• To do: Return the exact lines spanning from the line with "Could you please indicate the rolling" through the last line of the entries, boundaries included, and no others.

• Records shown:

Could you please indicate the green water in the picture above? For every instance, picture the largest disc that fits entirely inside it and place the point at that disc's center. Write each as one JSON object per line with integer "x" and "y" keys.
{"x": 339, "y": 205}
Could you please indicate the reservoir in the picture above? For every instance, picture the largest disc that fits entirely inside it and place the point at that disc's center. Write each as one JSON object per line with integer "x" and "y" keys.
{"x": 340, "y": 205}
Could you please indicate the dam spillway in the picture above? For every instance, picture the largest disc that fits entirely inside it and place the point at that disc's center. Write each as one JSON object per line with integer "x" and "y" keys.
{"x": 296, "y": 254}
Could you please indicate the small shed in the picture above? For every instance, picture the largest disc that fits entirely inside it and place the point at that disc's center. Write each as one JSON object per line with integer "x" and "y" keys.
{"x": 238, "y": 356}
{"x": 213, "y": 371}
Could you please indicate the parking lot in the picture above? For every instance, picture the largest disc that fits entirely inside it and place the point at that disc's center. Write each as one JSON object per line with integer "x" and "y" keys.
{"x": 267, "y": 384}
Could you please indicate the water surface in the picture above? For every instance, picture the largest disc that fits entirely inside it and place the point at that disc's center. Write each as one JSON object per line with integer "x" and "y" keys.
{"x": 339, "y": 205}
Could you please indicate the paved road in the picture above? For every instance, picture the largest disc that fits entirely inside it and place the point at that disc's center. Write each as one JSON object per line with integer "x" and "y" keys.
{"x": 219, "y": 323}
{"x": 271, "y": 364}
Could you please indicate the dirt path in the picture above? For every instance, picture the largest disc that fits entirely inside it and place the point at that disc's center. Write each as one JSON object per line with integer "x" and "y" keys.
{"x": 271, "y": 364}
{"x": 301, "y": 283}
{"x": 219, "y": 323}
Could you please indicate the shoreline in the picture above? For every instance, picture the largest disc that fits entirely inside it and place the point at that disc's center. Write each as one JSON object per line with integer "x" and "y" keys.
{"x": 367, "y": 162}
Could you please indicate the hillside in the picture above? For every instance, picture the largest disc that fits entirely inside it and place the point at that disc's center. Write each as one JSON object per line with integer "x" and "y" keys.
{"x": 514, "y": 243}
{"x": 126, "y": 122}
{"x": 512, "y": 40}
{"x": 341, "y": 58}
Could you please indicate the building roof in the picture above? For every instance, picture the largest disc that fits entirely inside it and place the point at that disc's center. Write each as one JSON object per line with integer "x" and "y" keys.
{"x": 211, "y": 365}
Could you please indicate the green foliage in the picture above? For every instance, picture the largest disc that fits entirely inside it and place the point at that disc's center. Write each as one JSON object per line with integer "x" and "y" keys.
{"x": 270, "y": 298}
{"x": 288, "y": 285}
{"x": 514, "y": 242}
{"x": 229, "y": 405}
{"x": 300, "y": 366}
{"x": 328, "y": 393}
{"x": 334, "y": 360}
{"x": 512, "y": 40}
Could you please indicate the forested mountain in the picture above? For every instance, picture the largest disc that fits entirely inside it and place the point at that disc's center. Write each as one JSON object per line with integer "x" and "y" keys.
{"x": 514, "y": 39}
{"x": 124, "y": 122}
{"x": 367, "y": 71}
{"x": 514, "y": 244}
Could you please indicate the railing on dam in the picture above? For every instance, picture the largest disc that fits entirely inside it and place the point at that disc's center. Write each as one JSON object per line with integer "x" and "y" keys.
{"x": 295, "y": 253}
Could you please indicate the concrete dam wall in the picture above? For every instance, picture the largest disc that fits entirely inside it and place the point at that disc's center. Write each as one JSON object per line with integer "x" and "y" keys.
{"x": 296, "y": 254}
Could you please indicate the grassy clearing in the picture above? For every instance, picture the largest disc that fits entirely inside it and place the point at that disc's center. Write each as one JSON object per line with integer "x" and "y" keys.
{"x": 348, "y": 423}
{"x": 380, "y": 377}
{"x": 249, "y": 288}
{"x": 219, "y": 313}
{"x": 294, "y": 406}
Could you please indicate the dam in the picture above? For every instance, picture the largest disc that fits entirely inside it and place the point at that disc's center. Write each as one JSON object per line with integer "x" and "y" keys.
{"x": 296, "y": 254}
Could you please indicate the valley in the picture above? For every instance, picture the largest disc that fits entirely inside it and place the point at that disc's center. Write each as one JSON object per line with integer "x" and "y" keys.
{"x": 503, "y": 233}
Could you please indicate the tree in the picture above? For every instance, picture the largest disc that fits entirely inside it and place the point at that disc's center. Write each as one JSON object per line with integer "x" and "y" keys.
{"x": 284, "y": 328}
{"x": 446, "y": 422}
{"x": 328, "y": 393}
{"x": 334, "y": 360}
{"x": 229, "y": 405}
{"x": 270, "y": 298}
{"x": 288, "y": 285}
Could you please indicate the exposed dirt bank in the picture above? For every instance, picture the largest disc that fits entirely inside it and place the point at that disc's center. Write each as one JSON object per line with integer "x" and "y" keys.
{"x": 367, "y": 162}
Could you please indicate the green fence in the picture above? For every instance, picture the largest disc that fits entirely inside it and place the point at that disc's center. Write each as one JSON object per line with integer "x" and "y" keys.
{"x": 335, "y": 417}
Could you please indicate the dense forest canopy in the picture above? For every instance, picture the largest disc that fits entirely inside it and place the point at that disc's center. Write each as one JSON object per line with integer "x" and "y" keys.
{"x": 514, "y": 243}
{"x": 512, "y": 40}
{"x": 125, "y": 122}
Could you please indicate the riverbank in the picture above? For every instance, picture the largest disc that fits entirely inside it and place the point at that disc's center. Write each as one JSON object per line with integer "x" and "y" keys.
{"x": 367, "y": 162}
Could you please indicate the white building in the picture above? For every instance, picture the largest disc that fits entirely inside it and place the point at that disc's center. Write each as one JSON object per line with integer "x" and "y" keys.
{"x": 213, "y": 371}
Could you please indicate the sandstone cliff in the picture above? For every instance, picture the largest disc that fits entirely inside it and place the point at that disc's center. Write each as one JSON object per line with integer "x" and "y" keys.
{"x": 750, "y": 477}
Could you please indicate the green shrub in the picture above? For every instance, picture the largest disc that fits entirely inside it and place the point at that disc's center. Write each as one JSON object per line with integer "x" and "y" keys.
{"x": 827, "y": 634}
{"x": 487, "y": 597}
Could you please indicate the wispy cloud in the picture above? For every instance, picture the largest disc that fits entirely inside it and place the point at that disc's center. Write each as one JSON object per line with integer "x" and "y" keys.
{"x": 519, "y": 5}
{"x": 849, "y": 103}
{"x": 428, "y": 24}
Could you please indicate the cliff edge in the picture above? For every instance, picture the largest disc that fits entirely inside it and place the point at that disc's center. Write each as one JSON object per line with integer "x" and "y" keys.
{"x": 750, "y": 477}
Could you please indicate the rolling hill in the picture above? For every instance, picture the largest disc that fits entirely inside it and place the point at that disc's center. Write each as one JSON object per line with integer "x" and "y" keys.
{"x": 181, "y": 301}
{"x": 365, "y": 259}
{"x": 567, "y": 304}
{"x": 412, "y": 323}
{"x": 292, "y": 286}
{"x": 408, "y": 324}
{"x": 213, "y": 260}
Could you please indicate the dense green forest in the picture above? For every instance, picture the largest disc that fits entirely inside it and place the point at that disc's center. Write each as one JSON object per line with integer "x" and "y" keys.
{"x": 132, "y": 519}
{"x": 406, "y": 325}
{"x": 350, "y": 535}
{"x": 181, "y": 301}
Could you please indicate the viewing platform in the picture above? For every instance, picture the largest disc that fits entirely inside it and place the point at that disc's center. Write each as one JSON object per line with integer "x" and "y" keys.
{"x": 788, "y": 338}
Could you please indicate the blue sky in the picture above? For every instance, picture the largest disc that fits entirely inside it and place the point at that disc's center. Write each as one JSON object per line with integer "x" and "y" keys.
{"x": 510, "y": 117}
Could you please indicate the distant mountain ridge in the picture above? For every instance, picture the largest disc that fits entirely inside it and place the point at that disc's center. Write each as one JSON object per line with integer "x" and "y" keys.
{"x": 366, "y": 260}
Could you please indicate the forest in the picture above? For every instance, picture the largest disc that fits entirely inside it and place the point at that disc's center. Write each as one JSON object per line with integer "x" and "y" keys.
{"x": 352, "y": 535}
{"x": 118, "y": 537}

• The response:
Could you please indicate the rolling hill in the picture above? For every instance, picture the largest disc that fits entirely inside it and place the point at that disc's center. Write each as one JSON object per line with integer "x" and "y" keys.
{"x": 181, "y": 301}
{"x": 365, "y": 259}
{"x": 567, "y": 304}
{"x": 412, "y": 323}
{"x": 292, "y": 286}
{"x": 408, "y": 324}
{"x": 213, "y": 260}
Could you please indicate the dense green forest in the picture above? For every instance, picture the largest disc that fits entirely inside it and place the point at that disc's center. Write each as one JSON object per line with integer "x" and "y" keys.
{"x": 132, "y": 519}
{"x": 406, "y": 325}
{"x": 350, "y": 535}
{"x": 181, "y": 301}
Could you please indicate the viewing platform in the picture above? For every instance, picture the largest disc that fits entirely inside it and place the point at that disc's center. Write each as one JSON object per line with integer "x" and "y" keys.
{"x": 788, "y": 338}
Could you please indicate the blue sky in the picture above? For every instance, picture the largest disc that fits entirely inside it and place the point at that disc's center. Write each as one JSON object per line with integer "x" and "y" keys.
{"x": 510, "y": 117}
Could you please indicate the distant mountain ridge in the picture above? For every instance, picture the largest disc that fits entirely inside it and place the point at that disc's center. Write each as one JSON object per line with integer "x" and "y" keys.
{"x": 366, "y": 260}
Could you please indicate the forest in the picture above? For every instance, picture the largest disc that fits entirely inside it and place the point at that disc's center. Write each as one JSON object per line with integer "x" and "y" keys.
{"x": 352, "y": 535}
{"x": 118, "y": 537}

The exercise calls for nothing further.